Stored items:
★ ★ ★ ★ ★ ★ ★

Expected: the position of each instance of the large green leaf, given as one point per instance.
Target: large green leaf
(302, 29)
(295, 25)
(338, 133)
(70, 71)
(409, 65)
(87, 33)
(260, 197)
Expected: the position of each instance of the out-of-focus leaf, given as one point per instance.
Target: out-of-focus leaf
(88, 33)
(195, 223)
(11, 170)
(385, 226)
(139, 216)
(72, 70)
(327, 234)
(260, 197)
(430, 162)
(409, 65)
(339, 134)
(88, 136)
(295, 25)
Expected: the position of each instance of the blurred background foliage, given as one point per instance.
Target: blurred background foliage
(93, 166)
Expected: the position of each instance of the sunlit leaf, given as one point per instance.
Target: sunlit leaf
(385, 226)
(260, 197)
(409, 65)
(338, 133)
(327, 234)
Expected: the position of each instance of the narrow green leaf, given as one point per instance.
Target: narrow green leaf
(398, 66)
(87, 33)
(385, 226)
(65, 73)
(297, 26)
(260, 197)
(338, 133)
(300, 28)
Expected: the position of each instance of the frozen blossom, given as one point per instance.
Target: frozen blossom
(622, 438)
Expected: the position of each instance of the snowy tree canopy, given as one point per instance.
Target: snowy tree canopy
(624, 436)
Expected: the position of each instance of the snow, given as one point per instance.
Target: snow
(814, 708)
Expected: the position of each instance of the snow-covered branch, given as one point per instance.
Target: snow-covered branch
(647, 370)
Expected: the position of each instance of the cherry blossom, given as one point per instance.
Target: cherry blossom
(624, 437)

★ ★ ★ ★ ★ ★ ★

__What this task involves__. Copy word for word the lines above, starting with the line containing "Expected: the position of each instance of the snow-covered" and running through the last line of the rows, both ends included.

__Final answer__.
Expected: the position of each instance of the snow-covered branch, given as one point per instance.
Target: snow-covered branch
(647, 370)
Expected: the position of each instance of the cherry blossom, given as one point per instance.
Target: cherry blossom
(624, 437)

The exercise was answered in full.